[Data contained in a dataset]
....................

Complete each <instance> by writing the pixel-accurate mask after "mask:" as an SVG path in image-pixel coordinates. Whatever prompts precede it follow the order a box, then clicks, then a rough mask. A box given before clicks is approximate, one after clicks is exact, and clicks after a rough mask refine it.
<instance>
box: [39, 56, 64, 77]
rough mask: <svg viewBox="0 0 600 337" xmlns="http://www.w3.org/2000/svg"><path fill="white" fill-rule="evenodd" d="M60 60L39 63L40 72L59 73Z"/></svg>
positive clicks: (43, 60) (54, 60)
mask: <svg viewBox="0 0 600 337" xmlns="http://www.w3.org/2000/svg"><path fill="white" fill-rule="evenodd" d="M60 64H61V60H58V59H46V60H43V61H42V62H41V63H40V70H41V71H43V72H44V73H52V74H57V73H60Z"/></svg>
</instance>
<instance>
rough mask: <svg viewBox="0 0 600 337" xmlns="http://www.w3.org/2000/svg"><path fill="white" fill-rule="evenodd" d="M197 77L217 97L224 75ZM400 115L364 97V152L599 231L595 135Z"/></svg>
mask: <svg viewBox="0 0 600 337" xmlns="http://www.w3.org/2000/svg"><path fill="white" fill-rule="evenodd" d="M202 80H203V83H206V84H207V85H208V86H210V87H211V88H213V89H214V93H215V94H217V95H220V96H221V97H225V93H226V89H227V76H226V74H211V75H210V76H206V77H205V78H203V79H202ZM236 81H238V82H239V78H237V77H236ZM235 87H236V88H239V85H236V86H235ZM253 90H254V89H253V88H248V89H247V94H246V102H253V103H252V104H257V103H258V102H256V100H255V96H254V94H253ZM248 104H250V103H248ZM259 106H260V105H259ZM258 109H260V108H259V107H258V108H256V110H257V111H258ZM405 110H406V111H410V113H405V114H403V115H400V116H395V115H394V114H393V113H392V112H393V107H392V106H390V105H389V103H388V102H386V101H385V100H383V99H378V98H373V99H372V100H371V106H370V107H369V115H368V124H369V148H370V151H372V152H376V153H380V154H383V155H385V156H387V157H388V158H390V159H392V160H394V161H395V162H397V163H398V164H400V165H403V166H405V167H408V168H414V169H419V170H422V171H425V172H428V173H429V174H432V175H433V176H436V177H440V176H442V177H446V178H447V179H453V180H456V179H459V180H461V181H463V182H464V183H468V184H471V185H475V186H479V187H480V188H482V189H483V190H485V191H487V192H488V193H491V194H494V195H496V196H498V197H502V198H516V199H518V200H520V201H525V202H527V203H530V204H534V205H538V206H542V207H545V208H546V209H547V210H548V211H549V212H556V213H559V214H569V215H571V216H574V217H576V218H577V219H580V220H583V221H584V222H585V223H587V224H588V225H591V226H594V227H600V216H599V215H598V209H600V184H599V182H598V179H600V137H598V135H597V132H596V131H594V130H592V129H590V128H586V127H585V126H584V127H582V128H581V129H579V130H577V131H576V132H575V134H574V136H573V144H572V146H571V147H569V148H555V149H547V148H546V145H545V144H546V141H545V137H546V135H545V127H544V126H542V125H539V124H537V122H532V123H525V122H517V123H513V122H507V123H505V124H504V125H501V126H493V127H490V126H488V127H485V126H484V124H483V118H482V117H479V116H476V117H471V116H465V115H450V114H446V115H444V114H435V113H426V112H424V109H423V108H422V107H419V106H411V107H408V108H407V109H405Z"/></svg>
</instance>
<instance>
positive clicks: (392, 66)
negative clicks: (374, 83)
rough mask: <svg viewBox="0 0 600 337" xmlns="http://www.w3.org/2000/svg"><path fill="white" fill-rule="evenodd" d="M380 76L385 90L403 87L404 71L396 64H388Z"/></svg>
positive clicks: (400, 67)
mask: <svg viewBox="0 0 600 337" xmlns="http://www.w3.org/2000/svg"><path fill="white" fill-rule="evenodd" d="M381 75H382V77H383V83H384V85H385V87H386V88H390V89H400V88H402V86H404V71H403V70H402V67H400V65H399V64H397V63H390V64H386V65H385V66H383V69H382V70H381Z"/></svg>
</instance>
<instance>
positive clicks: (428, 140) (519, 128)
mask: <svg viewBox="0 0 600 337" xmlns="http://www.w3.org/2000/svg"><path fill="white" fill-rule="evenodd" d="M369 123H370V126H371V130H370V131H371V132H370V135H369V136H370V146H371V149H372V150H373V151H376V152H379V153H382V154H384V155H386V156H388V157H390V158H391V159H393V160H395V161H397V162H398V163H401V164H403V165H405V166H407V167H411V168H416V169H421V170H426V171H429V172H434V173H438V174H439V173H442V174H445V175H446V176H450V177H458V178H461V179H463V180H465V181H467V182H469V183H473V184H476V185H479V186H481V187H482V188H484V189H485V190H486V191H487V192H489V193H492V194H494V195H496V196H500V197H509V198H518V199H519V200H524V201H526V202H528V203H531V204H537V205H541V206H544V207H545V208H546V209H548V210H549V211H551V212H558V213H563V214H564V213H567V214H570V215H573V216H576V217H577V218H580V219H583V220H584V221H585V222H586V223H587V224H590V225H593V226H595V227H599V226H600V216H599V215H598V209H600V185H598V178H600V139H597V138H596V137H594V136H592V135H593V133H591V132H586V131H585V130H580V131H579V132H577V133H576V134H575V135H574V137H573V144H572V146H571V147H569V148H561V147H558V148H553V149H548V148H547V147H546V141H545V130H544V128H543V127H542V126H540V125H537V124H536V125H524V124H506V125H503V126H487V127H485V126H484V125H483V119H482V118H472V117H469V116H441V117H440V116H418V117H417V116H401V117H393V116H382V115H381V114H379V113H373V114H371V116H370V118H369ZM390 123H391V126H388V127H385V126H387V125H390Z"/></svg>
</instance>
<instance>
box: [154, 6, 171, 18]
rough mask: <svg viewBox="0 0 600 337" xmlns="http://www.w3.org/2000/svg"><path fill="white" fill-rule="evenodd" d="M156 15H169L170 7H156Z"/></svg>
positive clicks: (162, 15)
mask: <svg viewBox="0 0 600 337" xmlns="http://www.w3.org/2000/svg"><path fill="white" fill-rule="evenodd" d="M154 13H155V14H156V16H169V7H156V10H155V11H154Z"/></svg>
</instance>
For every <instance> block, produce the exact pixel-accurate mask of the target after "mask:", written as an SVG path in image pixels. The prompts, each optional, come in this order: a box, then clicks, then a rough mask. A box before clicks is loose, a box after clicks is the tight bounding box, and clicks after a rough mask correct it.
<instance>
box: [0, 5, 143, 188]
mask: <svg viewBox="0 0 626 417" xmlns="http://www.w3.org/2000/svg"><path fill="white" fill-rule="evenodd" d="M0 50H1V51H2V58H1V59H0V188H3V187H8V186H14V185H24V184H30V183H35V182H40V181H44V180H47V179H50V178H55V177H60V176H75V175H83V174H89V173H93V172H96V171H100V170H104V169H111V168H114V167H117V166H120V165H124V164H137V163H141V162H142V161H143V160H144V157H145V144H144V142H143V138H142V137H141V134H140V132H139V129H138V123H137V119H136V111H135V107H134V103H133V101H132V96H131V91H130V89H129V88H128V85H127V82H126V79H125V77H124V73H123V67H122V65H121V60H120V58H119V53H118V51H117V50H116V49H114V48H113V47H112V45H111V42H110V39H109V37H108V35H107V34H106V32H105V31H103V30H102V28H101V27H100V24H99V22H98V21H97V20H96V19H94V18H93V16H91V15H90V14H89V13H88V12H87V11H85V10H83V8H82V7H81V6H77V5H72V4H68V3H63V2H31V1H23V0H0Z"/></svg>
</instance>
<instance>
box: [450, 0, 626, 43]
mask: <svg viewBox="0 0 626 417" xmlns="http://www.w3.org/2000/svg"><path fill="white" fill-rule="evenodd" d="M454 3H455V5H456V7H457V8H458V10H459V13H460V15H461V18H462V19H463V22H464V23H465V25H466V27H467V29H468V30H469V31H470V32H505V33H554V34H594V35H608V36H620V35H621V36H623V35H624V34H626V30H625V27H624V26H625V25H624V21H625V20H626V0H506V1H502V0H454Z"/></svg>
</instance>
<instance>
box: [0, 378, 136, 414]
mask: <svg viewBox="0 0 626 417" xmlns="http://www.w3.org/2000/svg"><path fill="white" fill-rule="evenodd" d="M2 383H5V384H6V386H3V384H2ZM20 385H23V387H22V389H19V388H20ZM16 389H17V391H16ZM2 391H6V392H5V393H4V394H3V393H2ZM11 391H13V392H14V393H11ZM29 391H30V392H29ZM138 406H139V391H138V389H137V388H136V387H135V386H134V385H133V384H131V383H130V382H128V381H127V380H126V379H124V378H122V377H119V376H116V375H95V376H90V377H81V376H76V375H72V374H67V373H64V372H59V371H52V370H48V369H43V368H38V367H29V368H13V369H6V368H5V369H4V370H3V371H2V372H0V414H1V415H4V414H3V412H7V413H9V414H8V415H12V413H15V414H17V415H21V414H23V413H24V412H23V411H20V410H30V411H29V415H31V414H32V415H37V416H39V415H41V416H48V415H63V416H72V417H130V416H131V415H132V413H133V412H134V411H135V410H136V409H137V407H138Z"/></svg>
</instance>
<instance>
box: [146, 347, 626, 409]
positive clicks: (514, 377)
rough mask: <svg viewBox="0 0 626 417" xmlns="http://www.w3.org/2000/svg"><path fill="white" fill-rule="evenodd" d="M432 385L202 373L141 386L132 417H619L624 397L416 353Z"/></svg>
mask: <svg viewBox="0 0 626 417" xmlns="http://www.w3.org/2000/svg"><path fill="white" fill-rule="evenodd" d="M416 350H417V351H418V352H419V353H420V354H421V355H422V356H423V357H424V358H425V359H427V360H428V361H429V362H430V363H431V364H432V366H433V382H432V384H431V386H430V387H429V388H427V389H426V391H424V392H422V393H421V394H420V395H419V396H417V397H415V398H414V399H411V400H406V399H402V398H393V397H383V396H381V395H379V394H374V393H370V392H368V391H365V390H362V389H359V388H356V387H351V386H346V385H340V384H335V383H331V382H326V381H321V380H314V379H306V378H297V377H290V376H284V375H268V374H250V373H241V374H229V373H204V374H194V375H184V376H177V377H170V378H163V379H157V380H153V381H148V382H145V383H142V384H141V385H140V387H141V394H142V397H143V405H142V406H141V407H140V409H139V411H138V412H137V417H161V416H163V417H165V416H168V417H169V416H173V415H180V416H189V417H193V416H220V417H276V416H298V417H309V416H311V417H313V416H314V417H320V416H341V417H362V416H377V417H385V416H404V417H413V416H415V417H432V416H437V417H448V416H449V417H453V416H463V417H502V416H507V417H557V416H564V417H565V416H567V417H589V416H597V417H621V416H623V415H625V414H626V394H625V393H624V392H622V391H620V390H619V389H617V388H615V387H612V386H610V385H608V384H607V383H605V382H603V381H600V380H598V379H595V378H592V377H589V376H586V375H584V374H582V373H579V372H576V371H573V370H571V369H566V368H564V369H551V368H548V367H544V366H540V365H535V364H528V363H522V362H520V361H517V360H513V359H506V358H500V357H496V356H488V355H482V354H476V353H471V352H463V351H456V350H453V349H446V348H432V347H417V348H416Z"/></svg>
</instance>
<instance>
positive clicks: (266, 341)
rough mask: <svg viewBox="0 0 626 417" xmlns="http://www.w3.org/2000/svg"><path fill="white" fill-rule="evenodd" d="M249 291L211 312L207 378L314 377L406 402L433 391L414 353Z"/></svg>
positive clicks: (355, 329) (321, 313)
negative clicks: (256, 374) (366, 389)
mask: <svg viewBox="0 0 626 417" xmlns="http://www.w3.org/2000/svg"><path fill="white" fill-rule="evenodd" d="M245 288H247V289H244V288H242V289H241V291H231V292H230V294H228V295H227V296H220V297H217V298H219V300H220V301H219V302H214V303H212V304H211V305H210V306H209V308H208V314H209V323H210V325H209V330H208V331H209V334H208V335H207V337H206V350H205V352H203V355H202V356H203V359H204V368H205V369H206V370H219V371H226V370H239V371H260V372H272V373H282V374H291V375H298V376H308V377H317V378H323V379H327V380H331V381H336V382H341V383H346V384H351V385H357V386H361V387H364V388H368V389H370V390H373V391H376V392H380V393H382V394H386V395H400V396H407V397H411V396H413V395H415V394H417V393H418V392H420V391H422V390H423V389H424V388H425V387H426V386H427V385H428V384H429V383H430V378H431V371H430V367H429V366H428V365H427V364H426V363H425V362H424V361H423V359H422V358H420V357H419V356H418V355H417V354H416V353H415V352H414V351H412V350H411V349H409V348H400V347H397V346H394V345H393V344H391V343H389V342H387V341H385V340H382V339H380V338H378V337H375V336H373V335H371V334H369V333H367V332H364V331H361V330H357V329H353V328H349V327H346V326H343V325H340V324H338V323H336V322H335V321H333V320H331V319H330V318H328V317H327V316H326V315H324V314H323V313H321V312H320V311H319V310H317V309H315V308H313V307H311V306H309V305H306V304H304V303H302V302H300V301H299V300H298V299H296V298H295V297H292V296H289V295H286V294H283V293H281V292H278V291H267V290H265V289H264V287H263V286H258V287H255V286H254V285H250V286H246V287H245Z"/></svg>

....................

* Exercise *
Render the data as a numbered list, starting at the first line and ending with the line that contains "box: [39, 56, 64, 77]", and leave out any blank lines.

* Answer to this exercise *
1. Complete each <instance> by writing the pixel-accurate mask after "mask:" as an SVG path in image-pixel coordinates. Whatever prompts precede it follow the order a box, then clicks, then a rough mask. A box given before clicks is approximate, one after clicks is exact, and clicks after a rough mask refine it.
2. <instance>
3. box: [39, 56, 64, 77]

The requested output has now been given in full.